** Begin **

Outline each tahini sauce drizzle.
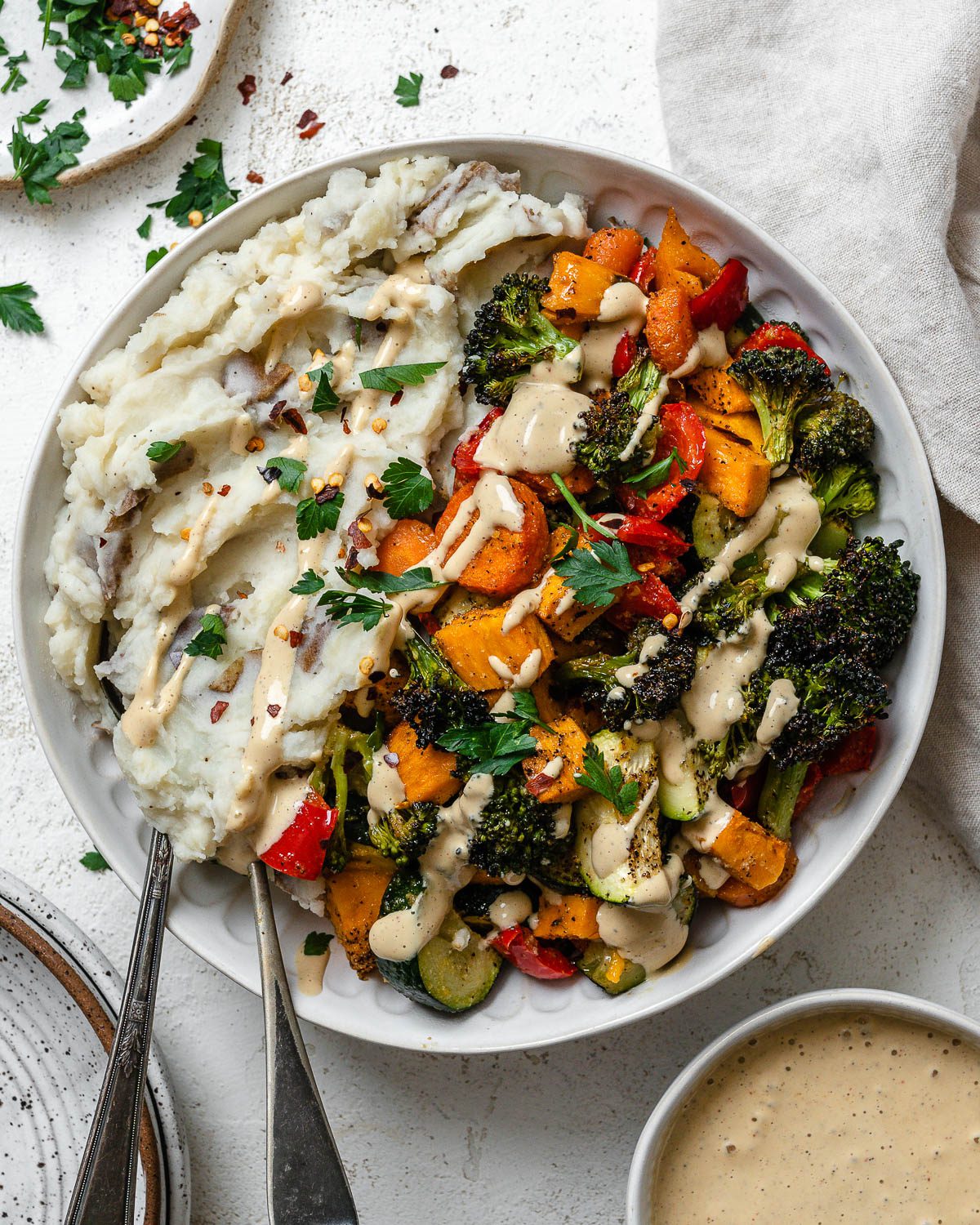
[649,1013,980,1225]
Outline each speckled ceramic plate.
[0,870,190,1225]
[14,136,946,1053]
[0,0,247,191]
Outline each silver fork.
[65,683,359,1225]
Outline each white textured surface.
[0,0,980,1225]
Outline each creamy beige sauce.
[649,1013,980,1225]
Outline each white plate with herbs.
[0,0,245,194]
[14,137,946,1054]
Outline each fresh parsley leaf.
[0,281,44,332]
[438,720,538,774]
[303,931,333,957]
[575,744,639,816]
[259,456,306,494]
[7,98,88,205]
[146,439,184,463]
[381,456,436,519]
[316,592,391,630]
[296,485,345,541]
[394,73,424,107]
[184,612,228,659]
[360,362,446,392]
[337,566,446,595]
[553,541,641,609]
[624,448,688,494]
[149,140,239,225]
[289,570,327,595]
[306,362,341,413]
[144,247,167,272]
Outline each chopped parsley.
[184,612,228,659]
[7,98,88,205]
[259,456,306,494]
[296,485,345,541]
[303,931,333,957]
[360,362,446,392]
[149,140,239,225]
[146,439,184,463]
[575,744,639,816]
[381,456,436,519]
[0,281,44,332]
[394,73,424,107]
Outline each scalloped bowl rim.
[12,136,946,1054]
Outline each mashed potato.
[47,158,587,859]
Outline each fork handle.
[65,830,174,1225]
[249,860,358,1225]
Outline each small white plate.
[0,869,191,1225]
[14,136,946,1054]
[0,0,245,191]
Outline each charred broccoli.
[392,634,490,749]
[470,774,565,876]
[370,804,439,867]
[795,390,875,470]
[460,272,578,407]
[558,620,696,728]
[728,348,832,465]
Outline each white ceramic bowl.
[626,987,980,1225]
[14,137,946,1053]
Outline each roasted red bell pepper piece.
[691,260,749,332]
[490,924,575,979]
[612,332,636,379]
[452,408,504,482]
[737,321,831,374]
[630,247,657,294]
[259,788,338,881]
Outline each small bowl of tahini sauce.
[626,989,980,1225]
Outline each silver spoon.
[65,647,359,1225]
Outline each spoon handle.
[249,860,358,1225]
[65,830,174,1225]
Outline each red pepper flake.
[235,73,259,107]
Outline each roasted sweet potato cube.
[522,715,590,804]
[434,604,555,693]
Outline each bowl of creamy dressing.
[626,989,980,1225]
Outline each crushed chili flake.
[235,73,259,107]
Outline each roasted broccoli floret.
[392,634,490,749]
[460,272,578,407]
[558,620,696,728]
[728,348,832,466]
[575,357,663,480]
[795,390,875,470]
[470,774,565,876]
[370,804,439,867]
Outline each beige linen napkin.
[657,0,980,866]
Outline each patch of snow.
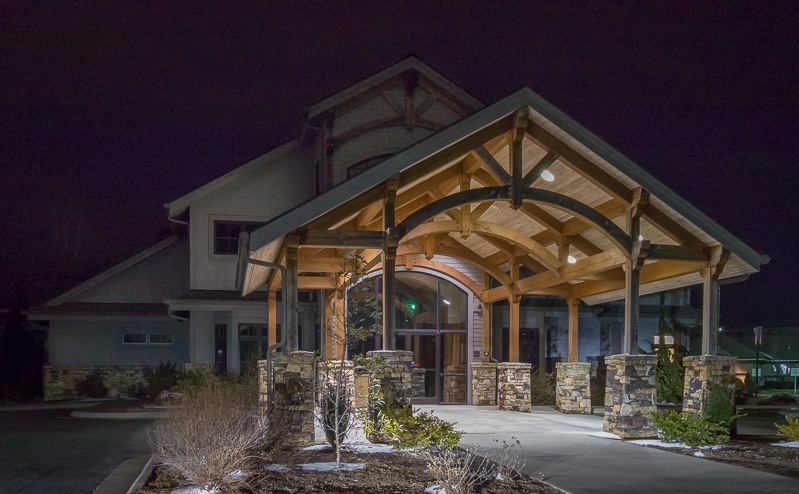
[625,439,691,449]
[172,487,219,494]
[297,461,366,472]
[772,441,799,448]
[302,444,333,451]
[588,432,621,439]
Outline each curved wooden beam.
[397,244,513,288]
[400,220,561,271]
[397,186,632,254]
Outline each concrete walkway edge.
[92,455,154,494]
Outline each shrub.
[774,415,799,441]
[530,373,555,405]
[144,361,180,400]
[420,448,489,494]
[149,380,280,492]
[75,370,108,398]
[652,410,730,447]
[378,406,463,449]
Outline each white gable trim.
[42,235,180,306]
[308,57,485,119]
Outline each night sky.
[0,1,799,326]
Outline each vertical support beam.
[508,295,521,362]
[702,245,730,355]
[383,175,399,350]
[622,240,649,355]
[510,106,529,210]
[322,290,336,360]
[484,272,491,362]
[283,235,299,352]
[566,298,580,362]
[330,290,345,360]
[266,290,278,346]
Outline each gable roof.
[243,88,768,293]
[42,235,180,307]
[308,56,484,120]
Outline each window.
[122,333,147,345]
[214,221,263,255]
[150,333,172,345]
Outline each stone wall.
[497,362,532,412]
[270,352,315,446]
[44,365,148,401]
[472,362,497,406]
[366,350,413,406]
[555,362,591,415]
[603,355,657,439]
[682,355,738,415]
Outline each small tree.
[318,254,382,468]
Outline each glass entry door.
[396,331,467,404]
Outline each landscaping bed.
[140,448,562,494]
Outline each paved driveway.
[0,410,150,494]
[418,405,799,494]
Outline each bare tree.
[318,254,382,468]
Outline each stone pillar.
[555,362,592,415]
[497,362,532,412]
[366,350,413,406]
[603,355,657,439]
[472,362,497,407]
[682,355,738,415]
[272,352,314,446]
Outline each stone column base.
[602,355,657,439]
[366,350,413,406]
[555,362,591,415]
[272,352,315,446]
[497,362,532,412]
[682,355,738,415]
[472,362,497,407]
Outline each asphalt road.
[0,410,151,494]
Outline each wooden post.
[383,175,399,350]
[283,235,299,352]
[484,272,491,362]
[266,290,278,346]
[566,298,580,362]
[702,245,730,355]
[622,240,649,355]
[508,295,521,362]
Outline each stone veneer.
[366,350,413,406]
[44,365,149,401]
[472,362,497,407]
[270,352,315,446]
[555,362,592,415]
[603,355,657,439]
[497,362,532,412]
[682,355,738,415]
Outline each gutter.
[236,232,289,410]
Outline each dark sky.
[0,1,799,326]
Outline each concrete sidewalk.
[422,405,799,494]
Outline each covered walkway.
[420,406,799,494]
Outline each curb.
[92,455,153,494]
[69,410,169,420]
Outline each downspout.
[236,232,289,410]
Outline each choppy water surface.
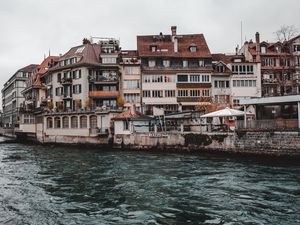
[0,140,300,225]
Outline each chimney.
[171,26,177,36]
[255,32,260,62]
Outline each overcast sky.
[0,0,300,94]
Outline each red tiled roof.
[137,34,211,58]
[113,109,151,120]
[49,43,101,71]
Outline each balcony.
[89,91,119,98]
[60,78,73,85]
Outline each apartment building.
[44,39,120,111]
[120,50,141,111]
[137,26,212,114]
[1,64,39,127]
[240,32,297,97]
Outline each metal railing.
[236,119,299,130]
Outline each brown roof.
[137,34,211,58]
[113,109,151,120]
[18,64,39,73]
[49,43,101,71]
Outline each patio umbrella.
[200,107,245,118]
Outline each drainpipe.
[244,105,247,129]
[298,102,300,129]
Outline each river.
[0,140,300,225]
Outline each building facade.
[137,26,212,114]
[1,64,39,127]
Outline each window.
[63,116,69,128]
[80,116,87,128]
[90,116,97,129]
[233,80,256,87]
[23,114,35,124]
[214,80,229,88]
[102,57,117,64]
[202,75,210,82]
[190,90,200,97]
[73,84,81,94]
[71,116,78,128]
[47,117,53,128]
[124,93,140,103]
[143,90,151,98]
[123,120,129,130]
[124,80,140,89]
[54,117,60,128]
[199,59,205,67]
[124,66,140,75]
[202,90,210,97]
[177,75,188,82]
[165,90,175,98]
[182,60,188,67]
[148,60,155,67]
[57,73,61,82]
[55,87,64,96]
[73,70,81,79]
[190,75,201,82]
[152,90,163,98]
[190,46,197,52]
[178,90,188,97]
[163,60,170,67]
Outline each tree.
[275,25,298,42]
[82,38,91,45]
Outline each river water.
[0,141,300,225]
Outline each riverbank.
[1,131,300,158]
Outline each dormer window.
[150,45,157,52]
[163,59,170,67]
[190,45,197,52]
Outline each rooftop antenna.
[241,21,243,46]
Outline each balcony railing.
[89,91,119,98]
[60,78,72,85]
[236,119,299,131]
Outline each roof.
[113,109,152,120]
[18,64,39,73]
[49,43,101,71]
[137,34,211,58]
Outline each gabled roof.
[113,109,152,120]
[137,34,211,58]
[49,43,101,71]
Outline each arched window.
[71,116,78,128]
[54,117,61,128]
[47,117,53,128]
[63,116,69,128]
[90,116,97,129]
[80,116,87,128]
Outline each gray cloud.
[0,0,300,103]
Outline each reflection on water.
[0,144,300,225]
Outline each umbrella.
[200,107,245,118]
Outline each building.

** End **

Give every line of the records above as a JSON list of strings, one string per line, omitting blank lines and leaving out the pictures.

The answer »
[
  "Outline each tahini sauce drizzle.",
  "[649,1013,980,1225]",
  "Outline each speckled ceramic plate.",
  "[0,870,190,1225]",
  "[14,136,946,1053]",
  "[0,0,247,191]",
  "Outline each silver fork.",
  "[65,683,359,1225]",
  "Outline each white textured surface.",
  "[0,0,980,1225]",
  "Outline each creamy beige sauce.",
  "[649,1013,980,1225]",
  "Outline each white plate with herbs.",
  "[0,0,245,194]",
  "[14,137,946,1054]",
  "Outline each fresh parsley leaf.",
  "[0,281,44,332]",
  "[438,720,538,774]",
  "[303,931,333,957]",
  "[575,744,639,816]",
  "[259,456,306,494]",
  "[7,98,88,205]",
  "[146,439,184,463]",
  "[381,456,436,519]",
  "[316,592,391,630]",
  "[296,485,345,541]",
  "[394,73,424,107]",
  "[184,612,228,659]",
  "[360,362,446,392]",
  "[337,566,446,595]",
  "[553,541,641,609]",
  "[624,448,688,494]",
  "[149,140,239,225]",
  "[289,570,327,595]",
  "[306,362,341,413]",
  "[144,247,167,272]",
  "Outline each chopped parsley.",
  "[184,612,228,659]",
  "[7,98,88,205]",
  "[259,456,306,494]",
  "[296,485,345,541]",
  "[303,931,333,957]",
  "[360,362,446,392]",
  "[149,140,239,225]",
  "[146,439,184,463]",
  "[575,744,639,816]",
  "[381,456,436,519]",
  "[0,281,44,332]",
  "[394,73,424,107]",
  "Outline each scalloped bowl rim.",
  "[12,136,946,1054]",
  "Outline each mashed potato.",
  "[47,158,587,859]",
  "Outline each fork handle.",
  "[65,830,174,1225]",
  "[249,860,358,1225]",
  "Outline each small white plate.",
  "[0,869,191,1225]",
  "[14,136,946,1054]",
  "[0,0,245,191]",
  "Outline each charred broccoli.",
  "[392,634,490,749]",
  "[470,774,565,876]",
  "[370,804,439,867]",
  "[795,390,875,470]",
  "[460,272,578,407]",
  "[558,620,696,728]",
  "[728,348,832,465]",
  "Outline each white ceramic bowl.",
  "[626,987,980,1225]",
  "[14,137,946,1053]",
  "Outline each roasted red bell pepper piece.",
  "[691,260,749,332]",
  "[490,924,575,979]",
  "[612,332,636,379]",
  "[452,408,504,482]",
  "[737,321,831,374]",
  "[630,247,657,294]",
  "[259,788,338,881]",
  "Outline each small bowl of tahini sauce.",
  "[626,989,980,1225]",
  "Outline each silver spoon.",
  "[65,647,359,1225]",
  "Outline each spoon handle.",
  "[249,860,358,1225]",
  "[65,830,174,1225]",
  "Outline each red pepper flake.",
  "[235,73,259,107]",
  "Outline each roasted sweet potato cube.",
  "[522,715,590,804]",
  "[434,604,555,693]",
  "Outline each bowl of creamy dressing.",
  "[626,989,980,1225]",
  "Outline each crushed chili flake.",
  "[235,73,259,107]",
  "Outline each roasted broccoli floret.",
  "[392,634,490,749]",
  "[460,272,578,407]",
  "[558,620,696,728]",
  "[728,348,832,466]",
  "[575,357,663,480]",
  "[795,390,875,470]",
  "[470,774,565,876]",
  "[370,804,439,867]",
  "Outline each beige linen napkin.",
  "[657,0,980,866]",
  "Outline each patch of snow.",
  "[625,439,691,449]",
  "[172,487,219,494]",
  "[297,461,366,472]",
  "[772,441,799,448]",
  "[302,444,333,451]",
  "[588,432,621,439]",
  "Outline each curved wooden beam.",
  "[397,244,513,288]",
  "[400,220,561,271]",
  "[397,186,632,254]",
  "Outline each concrete walkway edge.",
  "[92,455,154,494]",
  "Outline each shrub.",
  "[774,415,799,441]",
  "[530,373,555,405]",
  "[144,361,180,400]",
  "[420,448,489,494]",
  "[149,380,280,492]",
  "[75,370,108,398]",
  "[652,410,730,447]",
  "[378,406,463,449]",
  "Outline each white gable trim.",
  "[42,235,180,306]",
  "[308,57,485,119]",
  "Outline each night sky.",
  "[0,1,799,326]",
  "Outline each vertical support beam.",
  "[508,295,521,362]",
  "[702,245,730,355]",
  "[383,175,399,350]",
  "[622,240,649,355]",
  "[510,106,529,210]",
  "[322,290,336,360]",
  "[484,272,491,362]",
  "[283,235,299,352]",
  "[566,298,580,362]",
  "[330,290,345,360]",
  "[266,290,278,346]",
  "Outline each gable roof.",
  "[243,88,768,293]",
  "[42,235,180,307]",
  "[308,56,484,120]",
  "Outline each window.",
  "[122,333,147,345]",
  "[214,221,263,255]",
  "[150,333,172,345]",
  "Outline each stone wall.",
  "[497,362,532,412]",
  "[270,352,315,446]",
  "[44,365,148,401]",
  "[472,362,497,406]",
  "[366,350,413,406]",
  "[555,362,591,415]",
  "[603,355,657,439]",
  "[682,355,738,415]",
  "Outline each small tree.",
  "[318,254,382,468]",
  "Outline each glass entry door.",
  "[396,331,467,404]",
  "Outline each landscaping bed.",
  "[140,448,562,494]",
  "Outline each paved driveway.",
  "[0,410,150,494]",
  "[418,405,799,494]",
  "Outline each bare tree.",
  "[318,254,382,468]",
  "Outline each stone pillar.",
  "[555,362,592,415]",
  "[497,362,532,412]",
  "[366,350,413,406]",
  "[603,355,657,439]",
  "[472,362,497,407]",
  "[682,355,738,415]",
  "[272,352,314,446]",
  "Outline each stone column base.",
  "[602,355,657,439]",
  "[366,350,413,406]",
  "[555,362,591,415]",
  "[272,352,315,446]",
  "[497,362,532,412]",
  "[682,355,738,415]",
  "[472,362,497,407]",
  "Outline each asphalt road.",
  "[0,410,151,494]",
  "Outline each wooden post.",
  "[383,175,399,350]",
  "[283,235,299,352]",
  "[484,272,491,362]",
  "[266,290,278,346]",
  "[566,298,580,362]",
  "[702,245,730,355]",
  "[622,240,649,355]",
  "[508,295,521,362]",
  "Outline each stone veneer.",
  "[366,350,413,406]",
  "[44,365,149,401]",
  "[472,362,497,407]",
  "[270,352,315,446]",
  "[555,362,592,415]",
  "[603,355,657,439]",
  "[497,362,532,412]",
  "[682,355,738,415]",
  "Outline each gutter.",
  "[236,232,289,410]",
  "Outline each dark sky.",
  "[0,1,799,326]",
  "Outline each concrete sidewalk.",
  "[422,405,799,494]",
  "Outline each covered walkway.",
  "[420,406,799,494]",
  "Outline each curb.",
  "[92,455,153,494]",
  "[69,410,169,420]",
  "Outline each downspout.",
  "[236,232,289,410]",
  "Outline each choppy water surface.",
  "[0,140,300,225]",
  "Outline each chimney.",
  "[171,26,177,36]",
  "[255,32,260,62]",
  "Outline each overcast sky.",
  "[0,0,300,94]",
  "Outline each red tiled roof.",
  "[137,34,211,58]",
  "[113,109,151,120]",
  "[49,43,101,71]",
  "Outline each balcony.",
  "[89,91,119,98]",
  "[60,78,73,85]",
  "Outline each apartment building.",
  "[44,39,120,111]",
  "[120,50,141,111]",
  "[137,26,212,114]",
  "[1,64,39,127]",
  "[240,32,297,97]",
  "Outline each metal railing.",
  "[236,119,299,130]",
  "Outline each brown roof.",
  "[137,34,211,58]",
  "[113,109,151,120]",
  "[18,64,39,73]",
  "[49,43,101,71]",
  "Outline each patio umbrella.",
  "[200,107,245,118]",
  "Outline each drainpipe.",
  "[244,105,247,129]",
  "[298,102,300,129]",
  "Outline each river.",
  "[0,140,300,225]",
  "Outline each building facade.",
  "[137,26,212,114]",
  "[1,64,39,127]",
  "Outline each window.",
  "[63,116,69,128]",
  "[80,116,87,128]",
  "[90,116,97,129]",
  "[233,80,256,87]",
  "[23,114,35,124]",
  "[214,80,229,88]",
  "[102,57,117,64]",
  "[202,75,210,82]",
  "[190,90,200,97]",
  "[73,84,81,94]",
  "[71,116,78,128]",
  "[47,117,53,128]",
  "[124,93,140,103]",
  "[143,90,151,98]",
  "[123,120,129,130]",
  "[124,80,140,89]",
  "[54,117,60,128]",
  "[199,59,205,67]",
  "[124,66,140,75]",
  "[202,90,210,97]",
  "[177,75,188,82]",
  "[165,90,175,98]",
  "[182,60,188,67]",
  "[148,60,155,67]",
  "[57,73,61,82]",
  "[55,87,64,96]",
  "[73,70,81,79]",
  "[190,75,201,82]",
  "[152,90,163,98]",
  "[190,46,197,52]",
  "[178,90,188,97]",
  "[163,60,170,67]",
  "Outline each tree.",
  "[275,25,298,42]",
  "[82,38,91,45]",
  "Outline each river water.",
  "[0,141,300,225]",
  "Outline each riverbank.",
  "[1,131,300,158]",
  "Outline each dormer window.",
  "[150,45,157,52]",
  "[163,59,170,67]",
  "[190,45,197,52]",
  "Outline each rooftop antenna.",
  "[241,21,243,46]",
  "Outline each balcony railing.",
  "[89,91,119,98]",
  "[60,78,72,85]",
  "[236,119,299,131]",
  "Outline each roof.",
  "[113,109,152,120]",
  "[18,64,39,73]",
  "[49,43,101,71]",
  "[137,34,211,58]",
  "Outline each gabled roof.",
  "[113,109,152,120]",
  "[137,34,211,58]",
  "[49,43,101,71]",
  "Outline each arched window.",
  "[71,116,78,128]",
  "[54,117,61,128]",
  "[47,117,53,128]",
  "[63,116,69,128]",
  "[90,116,97,129]",
  "[80,116,87,128]",
  "Outline each gray cloud.",
  "[0,0,300,103]",
  "Outline each reflection on water.",
  "[0,144,300,225]",
  "Outline each umbrella.",
  "[200,107,245,118]",
  "Outline each building."
]